**INSTRUCTIONS TO FOLLOW**
Return the material exactly, first line through the line containing "Target: halved cherry tomato", and nothing more. Pictures stay out.

____ GIVEN DATA

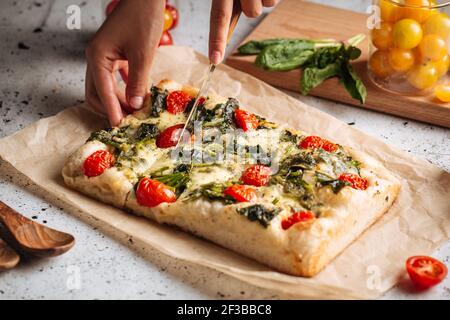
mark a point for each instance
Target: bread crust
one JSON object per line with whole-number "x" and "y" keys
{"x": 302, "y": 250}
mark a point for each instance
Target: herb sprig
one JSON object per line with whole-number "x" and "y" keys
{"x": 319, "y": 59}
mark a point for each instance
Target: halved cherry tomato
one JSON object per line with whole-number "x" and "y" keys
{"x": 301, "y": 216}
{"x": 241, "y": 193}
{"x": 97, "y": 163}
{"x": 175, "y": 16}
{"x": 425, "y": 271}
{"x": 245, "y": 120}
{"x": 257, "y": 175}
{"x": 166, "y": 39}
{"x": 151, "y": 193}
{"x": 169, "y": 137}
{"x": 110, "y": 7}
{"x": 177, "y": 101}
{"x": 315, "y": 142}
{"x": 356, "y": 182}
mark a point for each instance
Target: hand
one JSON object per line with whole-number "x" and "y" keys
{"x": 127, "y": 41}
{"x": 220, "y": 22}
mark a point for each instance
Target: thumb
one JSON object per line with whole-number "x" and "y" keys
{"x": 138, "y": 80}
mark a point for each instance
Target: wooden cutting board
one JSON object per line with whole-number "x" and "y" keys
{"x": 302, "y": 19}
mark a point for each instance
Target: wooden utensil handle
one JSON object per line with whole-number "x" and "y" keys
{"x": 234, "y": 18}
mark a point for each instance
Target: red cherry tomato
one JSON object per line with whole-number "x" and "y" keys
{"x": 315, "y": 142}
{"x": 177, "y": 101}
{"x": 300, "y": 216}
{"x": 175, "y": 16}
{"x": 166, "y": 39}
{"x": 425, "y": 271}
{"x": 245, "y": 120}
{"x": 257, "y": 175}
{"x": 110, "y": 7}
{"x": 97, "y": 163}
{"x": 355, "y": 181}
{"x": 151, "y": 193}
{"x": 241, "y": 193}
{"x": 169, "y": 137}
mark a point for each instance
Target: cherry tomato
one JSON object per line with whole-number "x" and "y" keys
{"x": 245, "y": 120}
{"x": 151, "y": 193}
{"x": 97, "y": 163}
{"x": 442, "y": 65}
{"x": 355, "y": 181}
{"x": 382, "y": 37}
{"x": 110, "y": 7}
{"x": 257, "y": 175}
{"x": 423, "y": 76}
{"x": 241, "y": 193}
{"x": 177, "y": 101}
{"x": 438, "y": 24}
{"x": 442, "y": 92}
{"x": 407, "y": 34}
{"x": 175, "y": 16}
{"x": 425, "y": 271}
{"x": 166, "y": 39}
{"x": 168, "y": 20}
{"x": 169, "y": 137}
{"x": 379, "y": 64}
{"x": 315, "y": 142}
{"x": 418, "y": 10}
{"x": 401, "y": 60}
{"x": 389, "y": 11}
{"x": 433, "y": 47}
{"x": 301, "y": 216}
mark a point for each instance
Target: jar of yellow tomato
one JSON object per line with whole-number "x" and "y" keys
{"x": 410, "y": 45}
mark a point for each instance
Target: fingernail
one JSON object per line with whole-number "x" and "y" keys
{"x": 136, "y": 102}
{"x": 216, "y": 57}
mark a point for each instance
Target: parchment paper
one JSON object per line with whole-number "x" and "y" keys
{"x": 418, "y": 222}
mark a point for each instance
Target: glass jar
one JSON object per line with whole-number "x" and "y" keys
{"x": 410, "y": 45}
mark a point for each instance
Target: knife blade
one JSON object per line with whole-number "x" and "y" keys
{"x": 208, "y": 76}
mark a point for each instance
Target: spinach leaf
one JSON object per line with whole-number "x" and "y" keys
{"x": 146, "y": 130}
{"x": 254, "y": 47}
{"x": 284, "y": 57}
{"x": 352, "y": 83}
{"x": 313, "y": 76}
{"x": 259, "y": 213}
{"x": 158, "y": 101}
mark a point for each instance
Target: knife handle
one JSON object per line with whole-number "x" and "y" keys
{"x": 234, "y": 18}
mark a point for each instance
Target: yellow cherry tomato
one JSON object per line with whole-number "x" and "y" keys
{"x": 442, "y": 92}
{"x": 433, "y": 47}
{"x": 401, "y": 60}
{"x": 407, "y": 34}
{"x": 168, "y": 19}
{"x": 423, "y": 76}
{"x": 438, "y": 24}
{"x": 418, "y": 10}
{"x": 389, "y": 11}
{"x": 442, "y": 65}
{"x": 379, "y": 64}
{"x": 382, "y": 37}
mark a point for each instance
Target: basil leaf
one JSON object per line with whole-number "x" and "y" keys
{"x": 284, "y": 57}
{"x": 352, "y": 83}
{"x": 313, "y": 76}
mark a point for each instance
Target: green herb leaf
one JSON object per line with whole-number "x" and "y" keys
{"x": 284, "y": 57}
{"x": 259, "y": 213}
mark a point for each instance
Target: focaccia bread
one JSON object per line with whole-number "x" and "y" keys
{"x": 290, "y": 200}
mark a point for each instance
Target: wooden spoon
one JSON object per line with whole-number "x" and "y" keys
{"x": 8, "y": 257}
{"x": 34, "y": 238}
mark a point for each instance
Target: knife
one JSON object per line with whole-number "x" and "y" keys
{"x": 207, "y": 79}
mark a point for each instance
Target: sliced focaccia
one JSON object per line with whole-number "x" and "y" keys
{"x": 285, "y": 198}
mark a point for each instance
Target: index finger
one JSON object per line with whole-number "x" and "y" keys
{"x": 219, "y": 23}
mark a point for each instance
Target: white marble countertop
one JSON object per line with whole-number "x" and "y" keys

________

**SOLUTION**
mark a point for each instance
Target: bread crust
one JSON object per line with whole-number "x" and "y" keys
{"x": 302, "y": 250}
mark a point for each instance
Target: herb sprig
one JSON object per line with whole-number "x" and "y" keys
{"x": 319, "y": 59}
mark a point for each instance
Target: halved cherry tomato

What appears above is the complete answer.